### STUDY QUESTIONS:
1: In the excerpt on steroid buyers, what weight does the seminarian at the Pacific School of Religion report?
2: For each statement, answer yes or no on whether it agrees with the excerpt on steroid buyers, and quote the words of the excerpt that decide it: (a) The contractor in Orlando is 38 years old. (b) The Florida wellness center was closed after a 2009 raid. (c) The eighth-grade boy lives in a town south of Seattle.
3: Alter the excerpt on steroid buyers starting at "Posted on February" and ending at "seeks steroids instead.", putting "carpenter" in place of "contractor".
===== TEXT SEGMENT =====
Posted on February 15, 2009 by Dissent

Lance Williams reports:

On Berkeley’s Holy Hill, a seminarian at the Pacific School of Religion inquires about steroids to control her weight. Despite stomach bypass surgery, she’s up to 310 pounds, she says.

The Chronicle has withheld customers’ names out of privacy concerns.

In Orlando, a 38-year-old contractor suffers from erectile dysfunction, a side effect of the drug he takes for depression. The anti-ED prescription his doctor gave him doesn’t help. He seeks steroids instead.

And in a town north of Seattle, an eighth-grade boy wants steroids for school sports. If he can get his weight up to 170, he thinks he can make the football team.

Here, from the business records of a Florida wellness center that was closed after a 2007 law enforcement raid, are the faces of the nation’s infatuation with performance-enhancing drugs – people who sought to buy steroids, human growth hormone and other powerful prescription drugs over the Internet to address deeply felt problems and concerns.
===== ENTRIES SHOWN =====
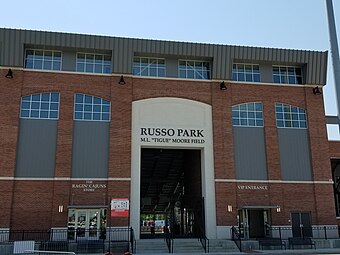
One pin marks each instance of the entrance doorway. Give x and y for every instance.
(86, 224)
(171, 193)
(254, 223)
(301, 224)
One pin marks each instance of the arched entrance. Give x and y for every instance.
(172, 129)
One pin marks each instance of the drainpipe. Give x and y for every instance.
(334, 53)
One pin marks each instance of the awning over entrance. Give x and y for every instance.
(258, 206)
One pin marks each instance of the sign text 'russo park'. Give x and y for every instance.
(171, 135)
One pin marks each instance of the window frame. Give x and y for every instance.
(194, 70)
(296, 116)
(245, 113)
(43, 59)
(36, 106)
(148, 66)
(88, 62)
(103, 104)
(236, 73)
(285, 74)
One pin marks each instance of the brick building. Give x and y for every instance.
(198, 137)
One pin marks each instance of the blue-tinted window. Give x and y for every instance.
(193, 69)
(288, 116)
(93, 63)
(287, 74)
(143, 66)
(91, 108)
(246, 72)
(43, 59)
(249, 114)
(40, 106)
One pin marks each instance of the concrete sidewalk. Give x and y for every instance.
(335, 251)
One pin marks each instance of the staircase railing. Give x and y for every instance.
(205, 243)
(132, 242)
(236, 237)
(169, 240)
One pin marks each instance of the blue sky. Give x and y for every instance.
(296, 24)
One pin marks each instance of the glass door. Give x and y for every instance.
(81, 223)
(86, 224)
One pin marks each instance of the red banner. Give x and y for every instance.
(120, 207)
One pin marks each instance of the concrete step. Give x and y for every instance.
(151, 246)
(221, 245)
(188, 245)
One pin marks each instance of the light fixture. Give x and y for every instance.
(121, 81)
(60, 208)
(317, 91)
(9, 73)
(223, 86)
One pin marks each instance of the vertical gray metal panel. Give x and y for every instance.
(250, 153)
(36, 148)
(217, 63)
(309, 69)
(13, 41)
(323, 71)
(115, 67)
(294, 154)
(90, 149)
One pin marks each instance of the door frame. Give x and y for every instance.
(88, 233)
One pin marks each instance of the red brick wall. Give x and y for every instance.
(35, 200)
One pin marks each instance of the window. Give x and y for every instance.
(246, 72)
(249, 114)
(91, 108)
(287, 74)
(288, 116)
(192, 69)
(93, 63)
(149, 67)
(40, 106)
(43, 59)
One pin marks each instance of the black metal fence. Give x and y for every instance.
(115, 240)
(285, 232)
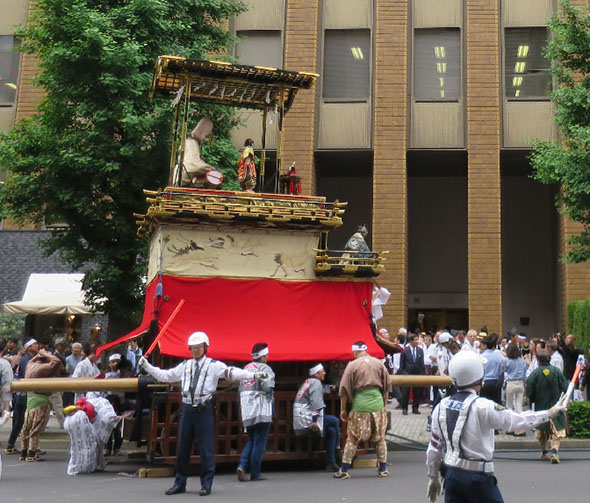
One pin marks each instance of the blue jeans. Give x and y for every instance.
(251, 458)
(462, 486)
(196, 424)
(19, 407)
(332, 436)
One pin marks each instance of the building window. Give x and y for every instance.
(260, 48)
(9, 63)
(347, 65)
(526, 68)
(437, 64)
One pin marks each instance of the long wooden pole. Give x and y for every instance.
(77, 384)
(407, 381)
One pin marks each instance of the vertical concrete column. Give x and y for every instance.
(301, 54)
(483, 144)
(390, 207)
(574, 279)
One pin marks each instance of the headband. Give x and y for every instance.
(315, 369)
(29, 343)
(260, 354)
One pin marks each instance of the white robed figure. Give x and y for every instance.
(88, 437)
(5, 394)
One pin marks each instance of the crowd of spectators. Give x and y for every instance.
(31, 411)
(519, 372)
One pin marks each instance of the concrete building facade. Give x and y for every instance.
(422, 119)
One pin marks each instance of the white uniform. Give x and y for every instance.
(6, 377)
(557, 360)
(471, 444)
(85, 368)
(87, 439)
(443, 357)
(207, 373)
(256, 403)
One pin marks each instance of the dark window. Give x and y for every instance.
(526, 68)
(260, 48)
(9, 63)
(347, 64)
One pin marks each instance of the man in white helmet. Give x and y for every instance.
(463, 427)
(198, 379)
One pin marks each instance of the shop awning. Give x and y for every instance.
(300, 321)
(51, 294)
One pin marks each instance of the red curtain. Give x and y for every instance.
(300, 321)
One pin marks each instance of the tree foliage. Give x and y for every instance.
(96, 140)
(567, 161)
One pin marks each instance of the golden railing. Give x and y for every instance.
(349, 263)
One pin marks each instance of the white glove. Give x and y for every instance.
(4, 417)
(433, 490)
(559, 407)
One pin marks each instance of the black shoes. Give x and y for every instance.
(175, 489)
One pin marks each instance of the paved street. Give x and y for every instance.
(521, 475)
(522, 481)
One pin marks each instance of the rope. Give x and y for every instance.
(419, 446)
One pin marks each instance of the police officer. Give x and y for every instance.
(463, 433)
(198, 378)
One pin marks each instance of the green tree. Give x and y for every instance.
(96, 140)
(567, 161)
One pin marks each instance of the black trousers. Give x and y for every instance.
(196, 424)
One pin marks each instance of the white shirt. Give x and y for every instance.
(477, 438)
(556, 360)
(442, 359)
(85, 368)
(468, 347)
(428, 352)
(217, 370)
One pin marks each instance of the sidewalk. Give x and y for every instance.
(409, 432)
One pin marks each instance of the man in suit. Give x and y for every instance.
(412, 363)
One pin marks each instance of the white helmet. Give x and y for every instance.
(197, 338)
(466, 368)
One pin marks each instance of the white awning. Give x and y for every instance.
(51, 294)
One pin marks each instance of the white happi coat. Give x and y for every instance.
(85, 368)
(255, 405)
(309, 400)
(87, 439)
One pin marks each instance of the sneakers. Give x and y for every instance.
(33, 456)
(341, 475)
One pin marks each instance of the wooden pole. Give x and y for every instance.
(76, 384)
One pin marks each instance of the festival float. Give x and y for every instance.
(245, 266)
=====
===== ENTRIES SHOWN =====
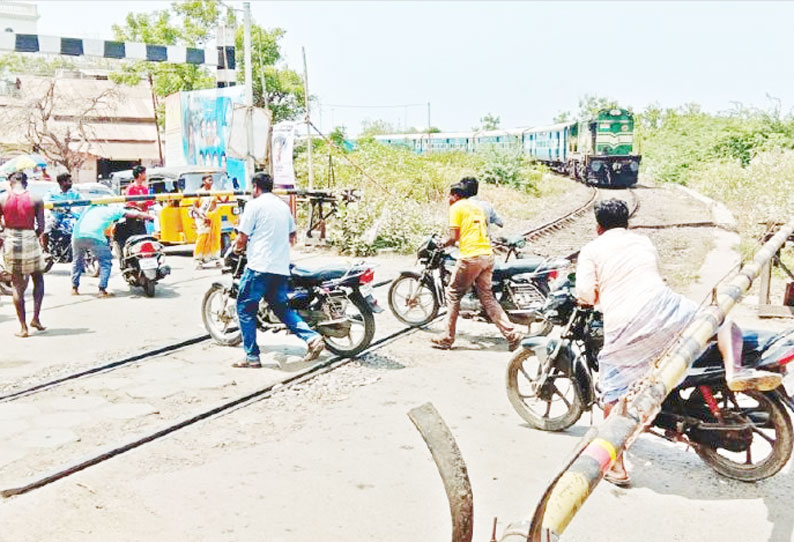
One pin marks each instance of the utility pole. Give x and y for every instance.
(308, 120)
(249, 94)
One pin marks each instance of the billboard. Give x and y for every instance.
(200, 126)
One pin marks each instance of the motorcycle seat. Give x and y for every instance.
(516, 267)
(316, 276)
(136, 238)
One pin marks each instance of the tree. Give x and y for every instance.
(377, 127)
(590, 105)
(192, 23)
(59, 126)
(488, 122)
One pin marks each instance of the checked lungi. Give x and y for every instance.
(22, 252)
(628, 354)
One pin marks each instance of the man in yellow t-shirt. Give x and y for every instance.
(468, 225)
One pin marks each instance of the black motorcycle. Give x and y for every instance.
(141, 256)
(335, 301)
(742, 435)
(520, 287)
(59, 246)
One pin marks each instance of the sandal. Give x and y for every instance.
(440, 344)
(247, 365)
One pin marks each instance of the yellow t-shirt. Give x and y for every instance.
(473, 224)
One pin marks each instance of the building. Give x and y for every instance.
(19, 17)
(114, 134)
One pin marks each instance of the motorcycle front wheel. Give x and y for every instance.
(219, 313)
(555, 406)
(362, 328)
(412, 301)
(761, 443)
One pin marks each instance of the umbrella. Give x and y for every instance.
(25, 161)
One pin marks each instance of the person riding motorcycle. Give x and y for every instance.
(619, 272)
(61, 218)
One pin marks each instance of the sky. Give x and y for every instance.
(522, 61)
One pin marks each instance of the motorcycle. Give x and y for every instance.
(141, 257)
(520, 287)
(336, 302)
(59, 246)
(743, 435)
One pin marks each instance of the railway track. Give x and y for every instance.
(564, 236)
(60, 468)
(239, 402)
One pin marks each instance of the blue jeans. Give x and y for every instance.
=====
===== ENTRIES SHOWN =====
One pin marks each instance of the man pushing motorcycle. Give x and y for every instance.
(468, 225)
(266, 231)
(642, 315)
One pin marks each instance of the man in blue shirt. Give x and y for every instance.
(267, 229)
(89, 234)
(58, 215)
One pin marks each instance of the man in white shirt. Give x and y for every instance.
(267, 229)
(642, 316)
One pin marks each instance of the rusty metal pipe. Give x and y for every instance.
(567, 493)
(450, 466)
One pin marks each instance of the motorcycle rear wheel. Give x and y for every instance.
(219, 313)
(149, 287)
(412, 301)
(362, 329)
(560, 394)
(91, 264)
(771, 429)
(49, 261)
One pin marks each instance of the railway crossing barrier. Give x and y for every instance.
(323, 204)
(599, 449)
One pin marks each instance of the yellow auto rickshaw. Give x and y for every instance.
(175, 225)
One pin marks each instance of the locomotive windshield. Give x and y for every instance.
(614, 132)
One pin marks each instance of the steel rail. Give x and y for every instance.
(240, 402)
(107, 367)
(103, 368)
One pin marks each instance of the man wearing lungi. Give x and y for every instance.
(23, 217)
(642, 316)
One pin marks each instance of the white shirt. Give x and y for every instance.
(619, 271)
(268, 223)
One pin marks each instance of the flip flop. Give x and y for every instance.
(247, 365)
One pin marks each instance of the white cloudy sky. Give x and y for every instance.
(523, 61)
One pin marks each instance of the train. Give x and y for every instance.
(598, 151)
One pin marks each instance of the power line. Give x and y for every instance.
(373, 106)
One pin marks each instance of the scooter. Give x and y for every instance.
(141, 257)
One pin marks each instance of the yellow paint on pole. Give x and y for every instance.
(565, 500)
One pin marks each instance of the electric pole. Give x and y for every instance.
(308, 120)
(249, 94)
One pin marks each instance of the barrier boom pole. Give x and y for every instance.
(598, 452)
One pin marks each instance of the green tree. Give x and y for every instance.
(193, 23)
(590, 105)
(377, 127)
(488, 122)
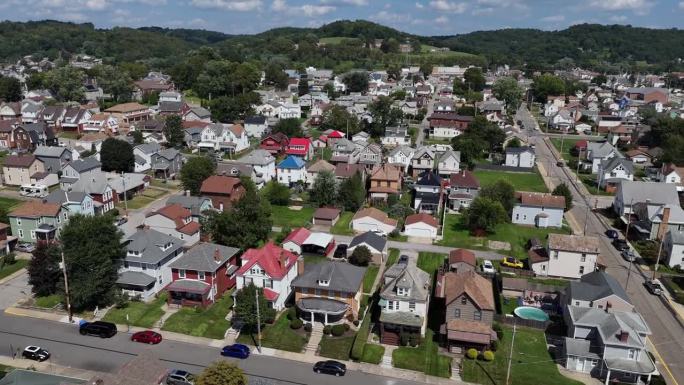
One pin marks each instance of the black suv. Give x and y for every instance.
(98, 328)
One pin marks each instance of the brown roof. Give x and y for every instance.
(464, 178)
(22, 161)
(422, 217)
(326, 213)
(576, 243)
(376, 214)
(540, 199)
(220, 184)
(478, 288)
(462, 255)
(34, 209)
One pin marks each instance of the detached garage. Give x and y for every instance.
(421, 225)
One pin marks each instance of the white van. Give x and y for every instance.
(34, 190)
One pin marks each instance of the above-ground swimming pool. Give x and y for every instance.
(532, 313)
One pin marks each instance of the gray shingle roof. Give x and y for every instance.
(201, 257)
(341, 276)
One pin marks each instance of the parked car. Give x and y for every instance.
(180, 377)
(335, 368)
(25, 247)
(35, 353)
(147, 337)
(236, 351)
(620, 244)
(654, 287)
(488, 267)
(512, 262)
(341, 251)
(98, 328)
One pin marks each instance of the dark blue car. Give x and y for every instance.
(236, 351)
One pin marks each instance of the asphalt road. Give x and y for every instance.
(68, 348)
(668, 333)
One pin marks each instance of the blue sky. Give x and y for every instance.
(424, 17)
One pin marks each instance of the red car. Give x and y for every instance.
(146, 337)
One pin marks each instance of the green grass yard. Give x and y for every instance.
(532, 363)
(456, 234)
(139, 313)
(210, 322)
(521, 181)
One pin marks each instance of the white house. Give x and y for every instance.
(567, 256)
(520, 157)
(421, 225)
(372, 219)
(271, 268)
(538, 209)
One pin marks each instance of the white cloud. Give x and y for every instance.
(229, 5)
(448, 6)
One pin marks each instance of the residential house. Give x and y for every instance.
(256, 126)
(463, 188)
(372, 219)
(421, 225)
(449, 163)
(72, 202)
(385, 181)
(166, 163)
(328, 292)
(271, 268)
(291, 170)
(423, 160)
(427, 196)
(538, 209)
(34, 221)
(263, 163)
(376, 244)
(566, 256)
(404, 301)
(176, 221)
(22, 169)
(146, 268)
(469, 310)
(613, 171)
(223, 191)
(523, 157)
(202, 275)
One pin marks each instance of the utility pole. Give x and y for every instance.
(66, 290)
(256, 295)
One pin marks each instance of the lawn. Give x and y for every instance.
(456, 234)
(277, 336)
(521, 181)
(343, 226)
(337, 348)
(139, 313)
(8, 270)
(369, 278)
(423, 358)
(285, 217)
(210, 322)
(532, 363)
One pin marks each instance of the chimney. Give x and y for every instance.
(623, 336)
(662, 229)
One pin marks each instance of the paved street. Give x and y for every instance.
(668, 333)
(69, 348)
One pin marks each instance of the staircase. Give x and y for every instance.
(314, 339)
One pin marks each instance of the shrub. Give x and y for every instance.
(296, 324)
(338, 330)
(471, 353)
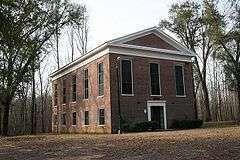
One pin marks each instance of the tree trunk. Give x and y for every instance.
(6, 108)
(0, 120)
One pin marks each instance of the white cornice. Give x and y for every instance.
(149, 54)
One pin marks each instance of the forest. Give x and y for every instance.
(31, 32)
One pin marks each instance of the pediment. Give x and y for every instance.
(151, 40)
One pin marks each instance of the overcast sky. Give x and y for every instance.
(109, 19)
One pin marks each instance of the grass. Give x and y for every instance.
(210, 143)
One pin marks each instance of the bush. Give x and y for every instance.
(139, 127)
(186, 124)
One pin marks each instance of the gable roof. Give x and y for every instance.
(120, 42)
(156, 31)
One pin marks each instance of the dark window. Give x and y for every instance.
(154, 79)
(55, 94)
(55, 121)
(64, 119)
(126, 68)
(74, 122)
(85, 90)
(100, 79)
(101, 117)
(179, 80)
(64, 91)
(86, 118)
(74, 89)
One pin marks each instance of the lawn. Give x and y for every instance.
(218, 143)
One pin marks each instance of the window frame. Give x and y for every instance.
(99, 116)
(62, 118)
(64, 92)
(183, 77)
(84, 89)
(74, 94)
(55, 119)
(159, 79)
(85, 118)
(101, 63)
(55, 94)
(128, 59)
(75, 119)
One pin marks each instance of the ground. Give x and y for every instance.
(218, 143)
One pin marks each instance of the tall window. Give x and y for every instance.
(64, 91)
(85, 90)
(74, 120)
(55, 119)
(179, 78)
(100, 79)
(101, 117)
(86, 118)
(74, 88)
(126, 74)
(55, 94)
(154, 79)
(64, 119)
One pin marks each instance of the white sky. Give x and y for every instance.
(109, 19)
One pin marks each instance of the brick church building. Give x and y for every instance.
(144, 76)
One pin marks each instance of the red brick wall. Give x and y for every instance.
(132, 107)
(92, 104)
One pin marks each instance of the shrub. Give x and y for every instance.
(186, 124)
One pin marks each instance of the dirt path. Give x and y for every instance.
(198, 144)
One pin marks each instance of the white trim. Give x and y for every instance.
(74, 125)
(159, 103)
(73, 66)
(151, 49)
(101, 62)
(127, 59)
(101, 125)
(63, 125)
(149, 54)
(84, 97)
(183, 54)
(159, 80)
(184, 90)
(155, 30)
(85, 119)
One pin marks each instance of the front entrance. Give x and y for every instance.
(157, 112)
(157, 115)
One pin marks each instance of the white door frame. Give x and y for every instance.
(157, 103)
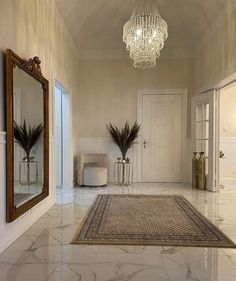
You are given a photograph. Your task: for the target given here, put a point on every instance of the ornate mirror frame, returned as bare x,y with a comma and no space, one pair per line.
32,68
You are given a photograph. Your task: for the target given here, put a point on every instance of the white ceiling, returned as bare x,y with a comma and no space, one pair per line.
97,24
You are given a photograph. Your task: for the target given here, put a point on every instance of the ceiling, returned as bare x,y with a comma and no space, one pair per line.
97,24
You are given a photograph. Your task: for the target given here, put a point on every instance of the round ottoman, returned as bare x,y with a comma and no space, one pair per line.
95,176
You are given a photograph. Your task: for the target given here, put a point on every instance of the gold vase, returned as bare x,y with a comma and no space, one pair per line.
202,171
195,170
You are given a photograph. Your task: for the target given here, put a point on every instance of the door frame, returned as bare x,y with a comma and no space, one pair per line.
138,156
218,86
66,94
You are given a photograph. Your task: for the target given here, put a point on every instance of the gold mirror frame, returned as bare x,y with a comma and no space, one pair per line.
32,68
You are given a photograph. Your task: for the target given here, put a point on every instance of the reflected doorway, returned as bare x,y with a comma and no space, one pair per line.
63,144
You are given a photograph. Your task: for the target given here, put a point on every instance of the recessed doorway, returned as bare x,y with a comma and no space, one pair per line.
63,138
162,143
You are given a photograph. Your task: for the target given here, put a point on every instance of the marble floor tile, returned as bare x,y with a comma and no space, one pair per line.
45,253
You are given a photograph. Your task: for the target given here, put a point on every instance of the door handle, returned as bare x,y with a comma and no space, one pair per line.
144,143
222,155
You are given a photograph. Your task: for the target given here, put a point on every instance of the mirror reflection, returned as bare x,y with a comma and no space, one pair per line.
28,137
=====
### PER-TASK OUTPUTS:
1: 310 pounds

2:
(a) Yes: "a 38-year-old contractor"
(b) No: "closed after a 2007 law enforcement raid"
(c) No: "in a town north of Seattle"

3:
Posted on February 15, 2009 by Dissent

Lance Williams reports:

On Berkeley’s Holy Hill, a seminarian at the Pacific School of Religion inquires about steroids to control her weight. Despite stomach bypass surgery, she’s up to 310 pounds, she says.

The Chronicle has withheld customers’ names out of privacy concerns.

In Orlando, a 38-year-old carpenter suffers from erectile dysfunction, a side effect of the drug he takes for depression. The anti-ED prescription his doctor gave him doesn’t help. He seeks steroids instead.